┌─ LESETEXT

Grafenau. Einer seiner Klienten, bei dem er gerade Telefontrainings durchführte, wollte von ihm wissen, ob er denn auch Workshops zum Thema „Aggressive Kunden“ anbieten würde. Eine Frage, die Peter Höfl bejahte und auf die er sogleich mit der Recherche für die Erstellung eines entsprechenden Konzepts begann. Doch die Corona-Pandemie funkte dazwischen – und das Projekt wurde vorerst auf Eis gelegt. „Ihm war jedoch klar, dass das Thema Aggression und Gewalt die Gesellschaft noch lange begleiten wird. Weshalb Höfl am Thema dranblieb – und all seine Erkenntnisse dazu in seinem Ratgeber namens „Ist das ein Kunde oder ein Täter?“ niederschrieb.
Der 63-Jährige selbstständige Berater aus dem Raum München wohnt und arbeitet derzeit in Grafenau und widmet sich seit vielen Jahren der Optimierung von Dienstleistungen in vielen Branchen und namhaften Unternehmen. Zu den Kernthemen Höfls, der BWL/Tourismus, Geografie, Public Health sowie Europäische Ethnologie studiert hat und u.a. bereits als Zeitsoldat, Teamleiter einer Notrufzentrale, Personalleiter, GmbH-Geschäftsführer und Mitinhaber eines Reisebüros beruflich tätig war, zählen die Unternehmens- und Servicekultur sowie die betriebliche Trennungskultur.
Im Interview mit dem Onlinemagazin da Hog’n spricht der Autor über sein Buch, das Mitarbeitenden im Kundenservice sowie ihren Führungskräften u.a. Antworten auf die Frage liefern soll, wie es zu Aggressionen kommt und was genau dahinter steckt:
„Alles, was anderer Meinung ist, wird in Schubladen gesteckt“
Herr Höfl: Der Ton in unserer Gesellschaft ist in den vergangenen Jahren rauer, härter geworden. Woran liegt’s? Und: Welche Auswirkungen gehen damit einher?
Die Ursachen sind vielfältig. Es gab schon immer schwierige Zeiten, doch jagt in den letzten Jahren gefühlt eine Krise die nächste: Finanzkrise, Flüchtlingskrise, Klimakrise, EU-Krise, Krankenhaus-Krise, Pflegekrise, Bildungskrise, Corona-Krise, Energie-Krise und obendrauf nun der Krieg in der Ukraine sowie die Inflation.
Die politischen Akteure schaffen es derzeit nicht, die Probleme zu lösen, ihre Versprechungen einzuhalten und die Menschen mitzunehmen. Stattdessen übt sich mancher in Alarmismus, andere verschaffen sich Vorteile, wieder andere fühlen sich zu Oberlehrern berufen und neigen zur Bevormundung. Diese Gemengelage und weitere Faktoren führen zu einem Vertrauensverlust in den Staat – und die Angst vor Wohlstandsverlust fördert den Egoismus und Verteilungsdebatten.
Was denken Sie: Wie hoch ist das momentane Aggressionspotenzial der Mitglieder dieser Gesellschaft?

└─

#### [AUFGABE]
Schreiben Sie aus dem Lesetext alles von „Die politischen Akteure“ bis hinunter zu „Egoismus und Verteilungsdebatten.“ ab und benennen Sie dabei „Alarmismus“ in „Panikmache“ um. Die anschließende Liste steht in keinem Zusammenhang mit dem Lesetext.

┌─ BEREITGESTELLTES MATERIAL

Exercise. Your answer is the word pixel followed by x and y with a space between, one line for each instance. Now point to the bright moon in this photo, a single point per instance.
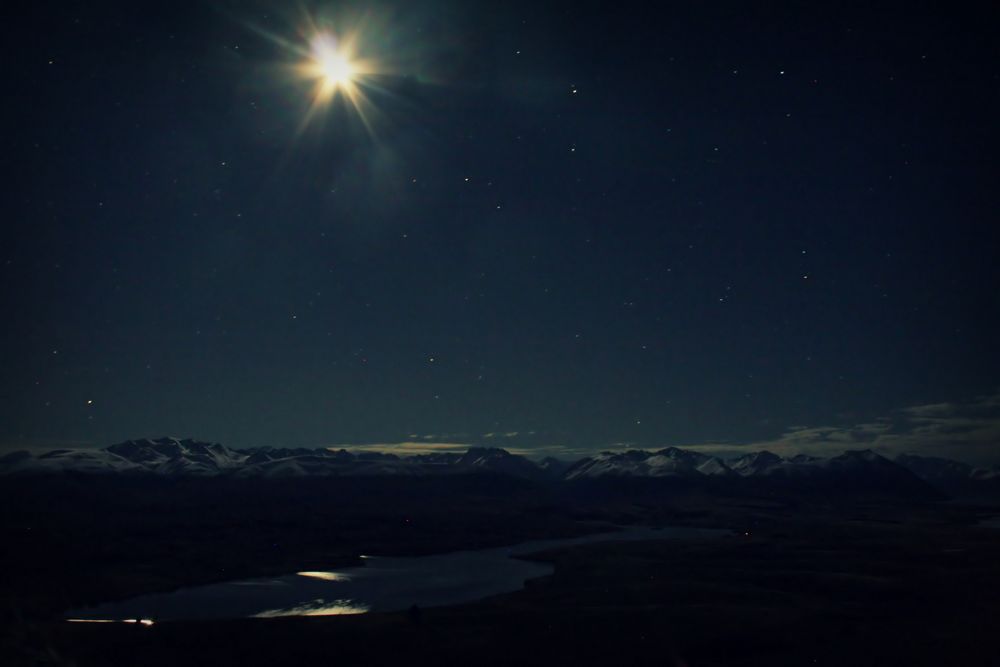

└─

#### [ERGEBNIS]
Die politischen Akteure schaffen es derzeit nicht, die Probleme zu lösen, ihre Versprechungen einzuhalten und die Menschen mitzunehmen. Stattdessen übt sich mancher in Panikmache, andere verschaffen sich Vorteile, wieder andere fühlen sich zu Oberlehrern berufen und neigen zur Bevormundung. Diese Gemengelage und weitere Faktoren führen zu einem Vertrauensverlust in den Staat – und die Angst vor Wohlstandsverlust fördert den Egoismus und Verteilungsdebatten.